- Exercise brief: Please copy each line of the records below that holds the word "clicks".

- Given records:
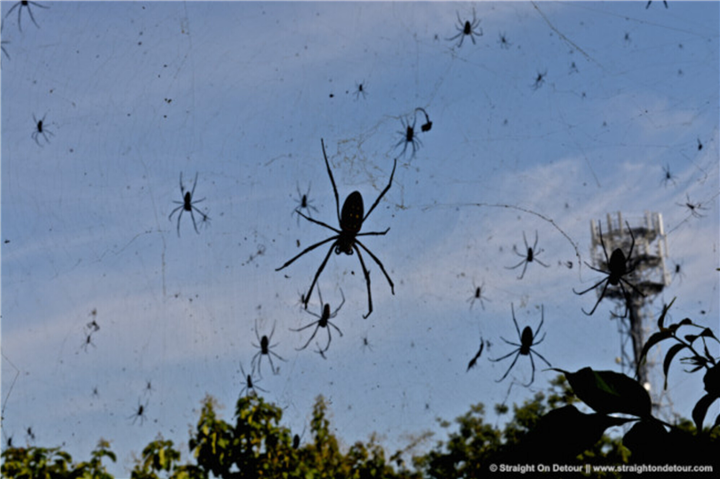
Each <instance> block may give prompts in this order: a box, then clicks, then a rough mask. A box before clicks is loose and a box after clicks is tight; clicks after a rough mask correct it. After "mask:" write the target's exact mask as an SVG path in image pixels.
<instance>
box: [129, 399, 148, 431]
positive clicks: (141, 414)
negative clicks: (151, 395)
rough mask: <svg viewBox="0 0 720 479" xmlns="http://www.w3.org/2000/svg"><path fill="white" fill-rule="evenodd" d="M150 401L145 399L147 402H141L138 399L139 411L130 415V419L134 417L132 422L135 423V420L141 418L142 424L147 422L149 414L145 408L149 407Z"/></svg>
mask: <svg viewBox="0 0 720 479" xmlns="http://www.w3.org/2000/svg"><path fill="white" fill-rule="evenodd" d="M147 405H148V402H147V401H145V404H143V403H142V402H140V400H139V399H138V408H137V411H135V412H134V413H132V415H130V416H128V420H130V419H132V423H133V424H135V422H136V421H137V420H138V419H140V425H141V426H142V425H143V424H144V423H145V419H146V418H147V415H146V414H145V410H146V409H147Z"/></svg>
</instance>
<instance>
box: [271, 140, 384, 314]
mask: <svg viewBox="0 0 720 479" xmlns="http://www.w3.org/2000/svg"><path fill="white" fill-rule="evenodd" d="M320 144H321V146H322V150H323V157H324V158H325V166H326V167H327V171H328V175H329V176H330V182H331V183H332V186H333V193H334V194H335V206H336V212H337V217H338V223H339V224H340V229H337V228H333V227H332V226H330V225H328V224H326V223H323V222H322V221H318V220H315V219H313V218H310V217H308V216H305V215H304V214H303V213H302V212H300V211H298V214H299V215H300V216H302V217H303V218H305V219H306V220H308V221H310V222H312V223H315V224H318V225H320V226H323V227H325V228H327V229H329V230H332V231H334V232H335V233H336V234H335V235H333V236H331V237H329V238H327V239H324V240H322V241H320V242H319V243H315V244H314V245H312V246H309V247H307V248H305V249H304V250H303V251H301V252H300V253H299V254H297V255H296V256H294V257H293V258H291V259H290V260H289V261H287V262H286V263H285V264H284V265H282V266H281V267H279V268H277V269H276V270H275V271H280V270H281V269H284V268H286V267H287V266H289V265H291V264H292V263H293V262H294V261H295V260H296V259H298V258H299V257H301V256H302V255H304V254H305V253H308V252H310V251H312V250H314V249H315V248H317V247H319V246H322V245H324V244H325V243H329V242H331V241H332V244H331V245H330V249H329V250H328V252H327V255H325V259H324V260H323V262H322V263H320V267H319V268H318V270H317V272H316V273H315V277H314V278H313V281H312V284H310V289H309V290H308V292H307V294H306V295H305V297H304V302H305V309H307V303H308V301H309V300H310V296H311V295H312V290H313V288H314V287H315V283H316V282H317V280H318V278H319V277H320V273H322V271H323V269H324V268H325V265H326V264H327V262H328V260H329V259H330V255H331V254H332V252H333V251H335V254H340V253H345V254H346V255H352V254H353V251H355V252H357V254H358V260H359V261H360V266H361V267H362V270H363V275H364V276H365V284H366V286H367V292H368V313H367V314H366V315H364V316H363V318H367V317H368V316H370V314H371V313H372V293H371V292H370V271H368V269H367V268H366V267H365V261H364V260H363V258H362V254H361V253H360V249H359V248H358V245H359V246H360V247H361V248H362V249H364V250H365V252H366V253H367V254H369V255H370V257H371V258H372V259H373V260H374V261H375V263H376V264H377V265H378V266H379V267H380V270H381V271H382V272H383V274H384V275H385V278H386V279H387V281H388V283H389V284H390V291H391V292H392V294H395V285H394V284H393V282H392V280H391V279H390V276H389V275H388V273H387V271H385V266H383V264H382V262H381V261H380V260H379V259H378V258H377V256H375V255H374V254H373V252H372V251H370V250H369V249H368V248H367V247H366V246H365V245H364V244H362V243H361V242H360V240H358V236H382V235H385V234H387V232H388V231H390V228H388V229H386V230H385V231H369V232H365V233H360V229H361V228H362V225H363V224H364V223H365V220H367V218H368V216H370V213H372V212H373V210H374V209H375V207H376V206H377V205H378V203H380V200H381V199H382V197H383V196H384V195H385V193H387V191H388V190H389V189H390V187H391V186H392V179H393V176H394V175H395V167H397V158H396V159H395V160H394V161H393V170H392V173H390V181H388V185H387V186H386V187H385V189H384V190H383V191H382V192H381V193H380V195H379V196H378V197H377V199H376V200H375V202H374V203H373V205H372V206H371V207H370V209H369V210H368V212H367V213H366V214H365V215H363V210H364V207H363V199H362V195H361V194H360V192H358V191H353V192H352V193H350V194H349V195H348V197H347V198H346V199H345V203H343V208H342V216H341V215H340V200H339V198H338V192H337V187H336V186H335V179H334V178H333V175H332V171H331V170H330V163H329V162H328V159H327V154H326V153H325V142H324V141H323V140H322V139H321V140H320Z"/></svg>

- Solution to this problem:
Each <instance> block may give prompts in this order: a box, then clicks, then a rough mask. A box before clicks is loose and a box after clicks is tight; clicks after a rough mask correct it. After "mask:" write the target's exact mask as an SVG path in image pixels.
positive clicks: (141, 414)
negative clicks: (151, 395)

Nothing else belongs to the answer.